:: Reading text

Distributed Systems Fundamentals
A distributed system is a collection of independent computers that appears to users as a single coherent system. These systems are essential for building scalable, reliable, and available applications. ## 1. What is a Distributed System?
Definition
A distributed system is a system where:
- Multiple autonomous computers
- Connected by a network
- Coordinate to achieve a common goal
- Appear as a single system to users
Why Distributed Systems?
- Scalability: Handle more load by adding machines
- Reliability: No single point of failure
- Performance: Process data closer to users
- Cost: Commodity hardware instead of supercomputers
- Geography: Serve global users with low latency
Examples
- Web applications (Google, Facebook, Amazon)
- Cloud storage (S3, Dropbox, Google Drive)
- Distributed databases (Cassandra, MongoDB, CockroachDB)
- Message queues (Kafka, RabbitMQ)
- Blockchain networks
2. Challenges in Distributed Systems
The Eight Fallacies of Distributed Computing
- The network is reliable - Networks fail, packets get lost
- Latency is zero - Communication takes time
- Bandwidth is infinite - Network capacity is limited
- The network is secure - Security must be designed in
- Topology doesn't change - Networks are dynamic
- There is one administrator - Multiple parties manage infrastructure
- Transport cost is zero - Moving data costs time and money
- The network is homogeneous - Various devices and protocols exist
Partial Failures
Unlike local systems that either work or fail completely, distributed systems experience partial failures:
# In a distributed system, calls can:
# 1. Succeed
# 2. Fail (and you know it)
# 3. Timeout (you don't know what happened)
def call_remote_service(request):
try:
response = http_client.post(service_url, request, timeout=5)
return response # Success
except ConnectionError:
# Service is down - we know it failed
return handle_failure()
except Timeout:
# Did the request succeed? We don't know!
# The request might have:
# - Never reached the server
# - Reached server but server crashed before processing
# - Been processed but response was lost
# - Succeeded but network is just slow
return handle_uncertainty()

::::

**Requests:**
1. In the distributed systems text, which fallacy does the explanation "Communication takes time" correct?
2. Reproduce the distributed systems text from the words "# The request" up to and including the words "return handle_uncertainty()".

:: Extracted entries

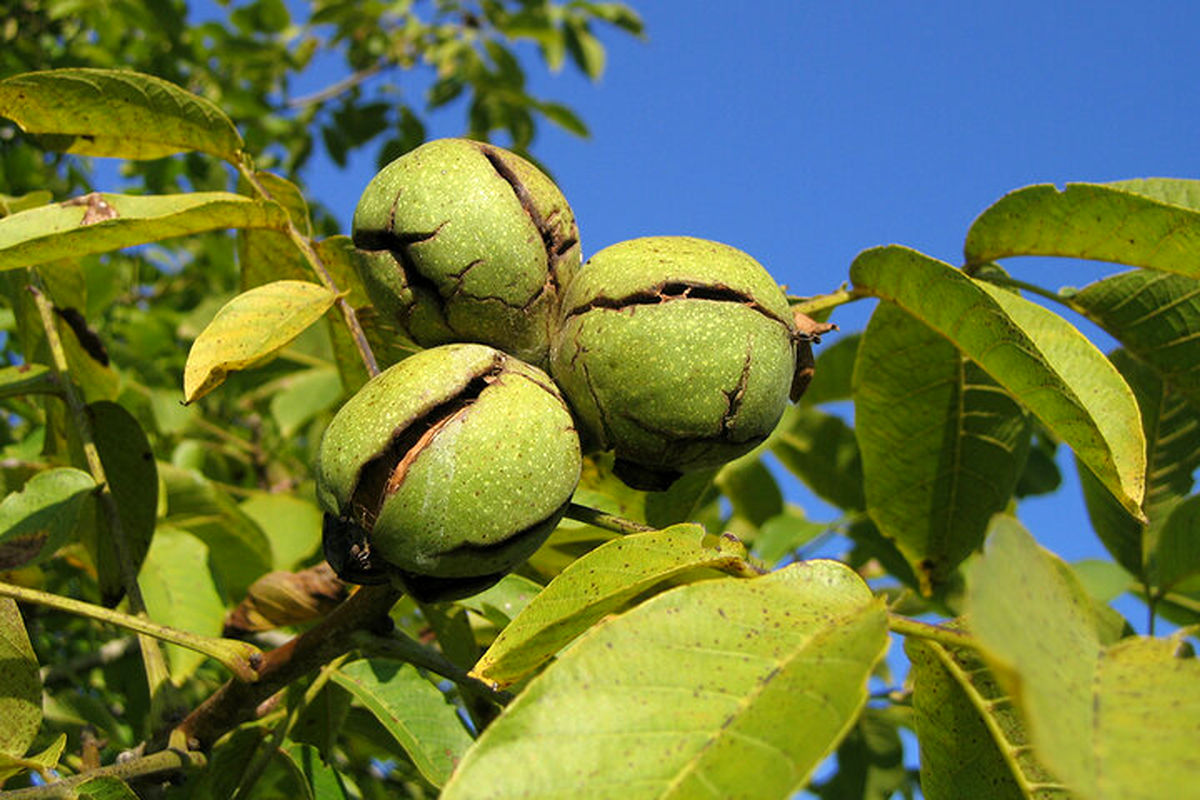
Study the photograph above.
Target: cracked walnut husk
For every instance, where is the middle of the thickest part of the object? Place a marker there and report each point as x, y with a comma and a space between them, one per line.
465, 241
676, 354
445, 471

::::
:: Extracted entries

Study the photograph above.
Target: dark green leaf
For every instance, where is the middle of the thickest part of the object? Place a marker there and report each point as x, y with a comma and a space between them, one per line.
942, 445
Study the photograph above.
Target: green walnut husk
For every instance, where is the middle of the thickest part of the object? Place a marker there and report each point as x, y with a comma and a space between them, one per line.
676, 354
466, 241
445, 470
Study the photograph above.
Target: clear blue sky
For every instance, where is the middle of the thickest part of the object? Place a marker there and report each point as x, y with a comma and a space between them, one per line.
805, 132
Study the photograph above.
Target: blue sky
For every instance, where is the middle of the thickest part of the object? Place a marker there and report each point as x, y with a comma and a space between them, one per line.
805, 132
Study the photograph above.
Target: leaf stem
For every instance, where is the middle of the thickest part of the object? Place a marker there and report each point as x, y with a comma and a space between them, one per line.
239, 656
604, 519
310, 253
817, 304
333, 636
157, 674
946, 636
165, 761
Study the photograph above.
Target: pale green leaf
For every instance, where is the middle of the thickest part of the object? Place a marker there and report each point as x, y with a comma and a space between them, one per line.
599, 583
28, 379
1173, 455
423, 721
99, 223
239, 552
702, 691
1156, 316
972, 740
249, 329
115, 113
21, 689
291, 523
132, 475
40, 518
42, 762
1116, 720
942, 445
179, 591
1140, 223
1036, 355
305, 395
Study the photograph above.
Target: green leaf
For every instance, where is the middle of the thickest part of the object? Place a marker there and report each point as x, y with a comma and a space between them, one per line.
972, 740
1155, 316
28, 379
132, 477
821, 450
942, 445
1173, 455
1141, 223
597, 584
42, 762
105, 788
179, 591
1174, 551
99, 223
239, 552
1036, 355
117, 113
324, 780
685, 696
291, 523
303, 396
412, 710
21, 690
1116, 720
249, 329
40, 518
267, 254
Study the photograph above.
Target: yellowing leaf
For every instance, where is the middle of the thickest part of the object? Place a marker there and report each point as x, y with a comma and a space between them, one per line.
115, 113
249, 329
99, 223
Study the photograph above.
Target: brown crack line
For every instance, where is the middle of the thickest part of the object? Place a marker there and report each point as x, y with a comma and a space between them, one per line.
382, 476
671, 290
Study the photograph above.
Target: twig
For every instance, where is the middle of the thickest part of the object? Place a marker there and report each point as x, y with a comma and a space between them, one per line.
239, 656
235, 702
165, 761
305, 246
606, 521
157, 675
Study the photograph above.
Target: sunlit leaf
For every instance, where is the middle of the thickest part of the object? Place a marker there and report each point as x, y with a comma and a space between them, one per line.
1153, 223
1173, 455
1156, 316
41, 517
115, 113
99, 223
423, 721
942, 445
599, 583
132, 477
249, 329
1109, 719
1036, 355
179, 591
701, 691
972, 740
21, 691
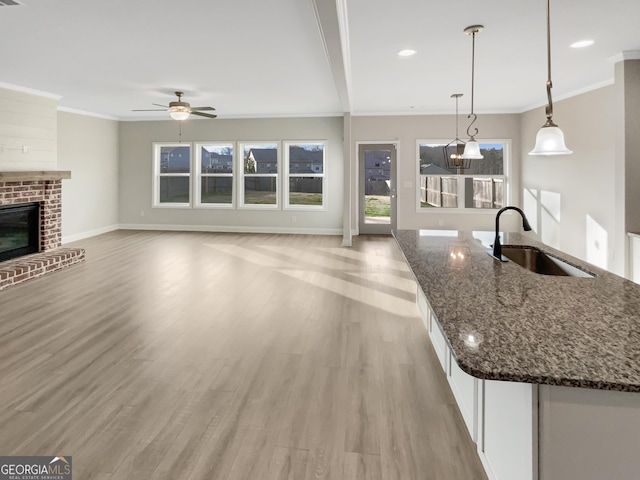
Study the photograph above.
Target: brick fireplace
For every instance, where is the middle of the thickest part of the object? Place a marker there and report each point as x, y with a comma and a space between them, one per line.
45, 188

::::

**Outputs:**
1. Latency is zero.

2.
# The request might have:
# - Never reached the server
# - Reached server but server crashed before processing
# - Been processed but response was lost
# - Succeeded but network is just slow
return handle_uncertainty()